Task requirements
Go to the line in the entries below that holds "the low-rise building" and repeat exactly from there through the line that holds "Target: high-rise building", inclusive.

Input records
☆ ☆ ☆

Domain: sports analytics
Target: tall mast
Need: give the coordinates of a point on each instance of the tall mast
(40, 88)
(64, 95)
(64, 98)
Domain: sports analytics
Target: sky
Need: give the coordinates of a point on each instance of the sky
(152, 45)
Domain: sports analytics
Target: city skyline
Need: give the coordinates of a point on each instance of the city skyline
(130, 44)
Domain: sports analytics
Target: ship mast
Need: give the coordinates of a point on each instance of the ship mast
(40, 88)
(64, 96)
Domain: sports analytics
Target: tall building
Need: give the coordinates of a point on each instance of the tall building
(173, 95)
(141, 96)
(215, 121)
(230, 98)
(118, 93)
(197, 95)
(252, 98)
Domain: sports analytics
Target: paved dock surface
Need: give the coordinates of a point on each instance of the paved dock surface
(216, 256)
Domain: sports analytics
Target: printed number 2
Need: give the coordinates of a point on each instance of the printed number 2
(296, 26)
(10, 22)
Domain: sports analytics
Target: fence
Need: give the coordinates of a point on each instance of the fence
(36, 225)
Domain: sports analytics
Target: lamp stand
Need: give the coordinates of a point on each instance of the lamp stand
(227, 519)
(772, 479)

☆ ☆ ☆

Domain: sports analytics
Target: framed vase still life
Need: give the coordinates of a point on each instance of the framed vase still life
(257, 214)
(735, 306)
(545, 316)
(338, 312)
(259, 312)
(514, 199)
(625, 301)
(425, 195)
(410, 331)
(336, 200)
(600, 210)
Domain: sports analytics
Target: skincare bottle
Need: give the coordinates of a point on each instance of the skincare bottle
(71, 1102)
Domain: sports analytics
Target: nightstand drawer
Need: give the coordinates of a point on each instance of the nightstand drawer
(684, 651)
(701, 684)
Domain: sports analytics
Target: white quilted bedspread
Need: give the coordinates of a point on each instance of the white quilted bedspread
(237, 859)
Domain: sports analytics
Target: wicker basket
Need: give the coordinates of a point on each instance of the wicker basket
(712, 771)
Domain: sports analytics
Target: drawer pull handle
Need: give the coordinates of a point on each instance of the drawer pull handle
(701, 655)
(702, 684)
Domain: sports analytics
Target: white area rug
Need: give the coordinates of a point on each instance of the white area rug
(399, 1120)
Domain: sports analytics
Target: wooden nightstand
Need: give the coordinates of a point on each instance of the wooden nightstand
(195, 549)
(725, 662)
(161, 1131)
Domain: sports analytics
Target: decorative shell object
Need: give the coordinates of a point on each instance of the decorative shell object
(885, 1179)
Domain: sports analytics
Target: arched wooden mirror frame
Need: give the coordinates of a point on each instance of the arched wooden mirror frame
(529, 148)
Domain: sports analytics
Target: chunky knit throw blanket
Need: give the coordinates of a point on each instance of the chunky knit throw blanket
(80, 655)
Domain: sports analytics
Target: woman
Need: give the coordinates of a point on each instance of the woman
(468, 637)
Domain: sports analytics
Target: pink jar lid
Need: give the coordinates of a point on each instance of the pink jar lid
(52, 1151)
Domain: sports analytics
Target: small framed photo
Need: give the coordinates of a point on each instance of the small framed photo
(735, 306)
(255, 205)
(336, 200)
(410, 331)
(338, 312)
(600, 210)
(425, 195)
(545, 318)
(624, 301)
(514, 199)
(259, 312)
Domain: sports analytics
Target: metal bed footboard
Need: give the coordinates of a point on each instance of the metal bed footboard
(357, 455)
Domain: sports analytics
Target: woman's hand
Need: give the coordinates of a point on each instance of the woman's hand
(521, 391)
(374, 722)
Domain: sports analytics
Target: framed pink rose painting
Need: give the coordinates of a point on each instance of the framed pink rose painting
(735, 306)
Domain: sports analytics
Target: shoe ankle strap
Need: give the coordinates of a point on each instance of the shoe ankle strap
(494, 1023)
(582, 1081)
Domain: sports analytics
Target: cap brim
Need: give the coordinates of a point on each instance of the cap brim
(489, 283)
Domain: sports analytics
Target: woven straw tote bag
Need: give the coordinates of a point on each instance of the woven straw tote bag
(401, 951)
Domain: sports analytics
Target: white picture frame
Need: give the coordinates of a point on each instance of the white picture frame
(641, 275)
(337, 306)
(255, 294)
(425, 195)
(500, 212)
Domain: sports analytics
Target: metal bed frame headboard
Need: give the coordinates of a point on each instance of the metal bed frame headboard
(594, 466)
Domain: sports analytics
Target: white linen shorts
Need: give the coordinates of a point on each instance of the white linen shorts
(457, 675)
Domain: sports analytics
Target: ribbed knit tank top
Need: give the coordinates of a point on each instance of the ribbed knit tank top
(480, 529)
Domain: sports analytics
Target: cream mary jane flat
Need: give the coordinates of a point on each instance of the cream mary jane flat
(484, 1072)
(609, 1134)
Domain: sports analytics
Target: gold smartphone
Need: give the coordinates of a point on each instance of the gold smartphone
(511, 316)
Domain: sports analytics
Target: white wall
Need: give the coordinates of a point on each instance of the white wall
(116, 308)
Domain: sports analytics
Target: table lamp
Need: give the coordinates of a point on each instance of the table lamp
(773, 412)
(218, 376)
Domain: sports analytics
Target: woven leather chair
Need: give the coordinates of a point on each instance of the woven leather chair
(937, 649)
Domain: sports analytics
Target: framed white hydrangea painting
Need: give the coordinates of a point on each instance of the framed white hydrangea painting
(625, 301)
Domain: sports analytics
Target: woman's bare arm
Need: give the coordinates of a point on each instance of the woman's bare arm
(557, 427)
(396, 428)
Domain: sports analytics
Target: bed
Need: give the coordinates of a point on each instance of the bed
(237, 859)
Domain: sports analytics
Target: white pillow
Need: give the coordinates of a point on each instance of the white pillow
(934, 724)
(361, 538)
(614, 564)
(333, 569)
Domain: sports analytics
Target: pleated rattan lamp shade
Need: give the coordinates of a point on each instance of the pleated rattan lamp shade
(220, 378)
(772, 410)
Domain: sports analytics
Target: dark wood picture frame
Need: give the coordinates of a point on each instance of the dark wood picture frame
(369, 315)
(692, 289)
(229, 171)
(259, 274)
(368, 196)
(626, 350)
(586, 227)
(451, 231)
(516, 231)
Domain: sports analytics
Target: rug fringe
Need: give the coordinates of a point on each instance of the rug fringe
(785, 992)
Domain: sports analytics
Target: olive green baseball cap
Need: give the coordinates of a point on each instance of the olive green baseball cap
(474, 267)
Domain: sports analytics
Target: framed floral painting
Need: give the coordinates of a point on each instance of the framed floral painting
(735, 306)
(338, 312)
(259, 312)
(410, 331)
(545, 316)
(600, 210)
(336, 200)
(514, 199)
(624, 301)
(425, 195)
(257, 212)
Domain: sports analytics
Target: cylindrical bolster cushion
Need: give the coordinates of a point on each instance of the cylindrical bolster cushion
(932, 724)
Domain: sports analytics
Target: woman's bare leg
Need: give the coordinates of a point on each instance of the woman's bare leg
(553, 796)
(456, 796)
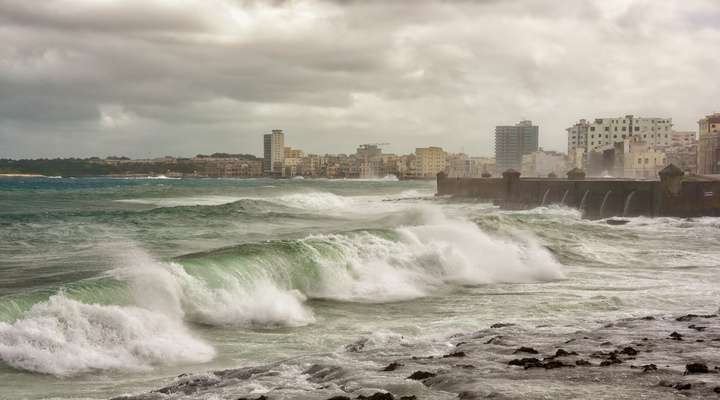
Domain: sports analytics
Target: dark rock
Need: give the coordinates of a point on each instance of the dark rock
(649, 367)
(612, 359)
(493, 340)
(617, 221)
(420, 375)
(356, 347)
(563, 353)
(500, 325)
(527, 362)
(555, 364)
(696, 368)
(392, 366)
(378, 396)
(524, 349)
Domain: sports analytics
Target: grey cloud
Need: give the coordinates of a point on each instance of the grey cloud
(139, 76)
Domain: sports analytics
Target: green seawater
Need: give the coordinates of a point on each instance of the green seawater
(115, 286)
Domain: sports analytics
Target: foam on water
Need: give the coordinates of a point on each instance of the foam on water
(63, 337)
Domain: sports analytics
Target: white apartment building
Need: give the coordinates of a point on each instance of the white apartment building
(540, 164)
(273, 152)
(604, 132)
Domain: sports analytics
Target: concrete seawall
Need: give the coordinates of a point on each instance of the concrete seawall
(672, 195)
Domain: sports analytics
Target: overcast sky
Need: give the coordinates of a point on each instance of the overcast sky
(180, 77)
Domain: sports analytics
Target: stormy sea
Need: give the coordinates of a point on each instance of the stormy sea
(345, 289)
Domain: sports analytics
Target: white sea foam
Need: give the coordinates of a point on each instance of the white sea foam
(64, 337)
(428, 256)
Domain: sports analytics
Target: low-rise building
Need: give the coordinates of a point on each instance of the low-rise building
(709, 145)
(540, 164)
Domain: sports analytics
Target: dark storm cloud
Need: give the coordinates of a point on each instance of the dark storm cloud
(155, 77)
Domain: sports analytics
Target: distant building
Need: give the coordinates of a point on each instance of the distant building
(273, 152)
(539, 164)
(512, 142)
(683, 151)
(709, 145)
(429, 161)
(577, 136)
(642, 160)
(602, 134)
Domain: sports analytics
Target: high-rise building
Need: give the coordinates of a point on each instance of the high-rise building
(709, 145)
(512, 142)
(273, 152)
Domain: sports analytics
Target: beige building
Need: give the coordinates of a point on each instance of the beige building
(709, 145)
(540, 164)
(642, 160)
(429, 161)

☆ ☆ ☆

Worked solution
Need: give the coordinates of a point on each instance of the low-rise building
(709, 145)
(540, 164)
Domain: sports analytics
Target: dark storm cloud
Need: give the coordinates of a point on each instance of the dark storm cloud
(155, 77)
Domain: sports analytics
Target: distant building
Need: give the coordinates of a point on each instance of the distant building
(273, 152)
(539, 164)
(512, 142)
(683, 151)
(709, 145)
(429, 161)
(577, 136)
(642, 160)
(602, 134)
Domain: sports analytics
Target: high-rise building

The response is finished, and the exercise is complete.